**THE TASK**: Write out the whole listing, matching it exactly.

Point annotation records:
━━━━━━━━

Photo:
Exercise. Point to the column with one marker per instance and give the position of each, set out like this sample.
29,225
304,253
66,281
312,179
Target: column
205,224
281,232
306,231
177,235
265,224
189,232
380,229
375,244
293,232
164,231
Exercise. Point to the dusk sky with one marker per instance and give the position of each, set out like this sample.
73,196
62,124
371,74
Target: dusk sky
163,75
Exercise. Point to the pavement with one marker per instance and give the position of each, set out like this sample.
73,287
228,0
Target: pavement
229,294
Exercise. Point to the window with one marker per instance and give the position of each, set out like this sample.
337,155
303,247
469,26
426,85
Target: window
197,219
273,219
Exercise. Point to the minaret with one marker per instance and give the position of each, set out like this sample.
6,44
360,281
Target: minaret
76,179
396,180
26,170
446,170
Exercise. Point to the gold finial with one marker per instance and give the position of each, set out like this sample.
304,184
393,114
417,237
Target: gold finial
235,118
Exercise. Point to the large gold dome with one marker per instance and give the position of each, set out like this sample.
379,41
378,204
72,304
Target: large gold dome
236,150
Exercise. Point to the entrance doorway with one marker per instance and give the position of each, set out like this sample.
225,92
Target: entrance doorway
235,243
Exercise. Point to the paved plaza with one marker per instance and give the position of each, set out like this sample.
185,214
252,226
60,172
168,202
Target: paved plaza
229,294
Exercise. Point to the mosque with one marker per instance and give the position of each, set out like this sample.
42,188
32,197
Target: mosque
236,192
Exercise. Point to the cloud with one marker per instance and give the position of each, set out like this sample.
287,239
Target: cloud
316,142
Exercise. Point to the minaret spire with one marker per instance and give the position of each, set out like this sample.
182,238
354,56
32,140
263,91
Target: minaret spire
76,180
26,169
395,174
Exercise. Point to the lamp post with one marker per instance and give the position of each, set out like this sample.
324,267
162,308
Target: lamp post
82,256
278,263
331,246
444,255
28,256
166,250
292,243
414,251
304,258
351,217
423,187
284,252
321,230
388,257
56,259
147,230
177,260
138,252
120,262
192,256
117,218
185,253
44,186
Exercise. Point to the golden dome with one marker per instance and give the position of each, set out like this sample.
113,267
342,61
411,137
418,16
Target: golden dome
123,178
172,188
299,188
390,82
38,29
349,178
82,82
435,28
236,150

━━━━━━━━

**EXERCISE ANSWER**:
Photo:
Exercise. Point to the column with one marker per instance and give the position of each, set out like this sample.
29,225
304,253
66,281
312,179
Target: column
205,224
281,232
306,231
177,235
265,224
189,232
380,229
375,244
293,232
164,231
Exercise. Point to the dusk sky with one marker per instance and give the position of each, set out like this sample.
73,196
62,124
371,74
Target: dusk sky
163,75
Exercise. Point to the pavement with one marker per instance and give the position of each, set out like this sample.
73,287
228,0
Target: pavement
229,294
Exercise. Point to the window with one marker per instance and give the position of each, set out like this sample.
337,155
303,247
469,26
426,85
Target: window
197,219
273,219
Exercise. Point to the minaret with one marker per instance and give the position of each, set out like this sample.
6,44
360,281
Target: minaret
76,179
396,180
26,170
446,170
Exercise. Point to the gold finial with one marker per instance and give the position of each, set out like this sample.
304,184
393,114
417,237
Target: gold finial
235,118
Exercise. Point to the large gold dome with one marker per instance and give the position of each, set out like this sample.
379,41
378,204
72,304
Target: large gold dome
236,150
Exercise. Point to the entrance doorway with one marker per instance and give the position of each, set out like this sample.
225,92
Target: entrance doorway
235,243
Exercise. Point to the paved plaza with one marker per instance and give the position of each, set out like this sample.
185,214
252,226
60,172
168,202
Target: paved plaza
229,294
Exercise. Point to the mosque with one marker per instance and give the position of each, set out like this sample.
42,188
32,197
Target: mosque
236,192
Exercise. Point to the cloud with one marker per instance and give the position of each, set out like this sample.
287,239
Target: cloud
316,142
Exercise. Point to the minaret spire with one marker per instance and give the position of each, set out like this sample.
182,238
354,56
32,140
263,91
Target: minaret spire
76,180
26,169
395,174
Exercise. Point to the lamp post with one marker per instance and give the position of each, set out like this sample.
324,267
162,308
Target: lamp post
82,256
278,263
331,246
444,255
28,256
166,250
292,243
414,251
304,258
351,217
423,187
284,252
321,230
388,257
56,259
147,230
177,260
138,252
120,262
192,256
117,218
185,253
44,186
Exercise. Point to the golden dome with one marker per instance and give the position of each, set out like this sample.
113,267
342,61
411,137
418,16
Target: golden dome
123,178
172,188
299,188
390,82
38,29
349,178
82,82
435,28
236,150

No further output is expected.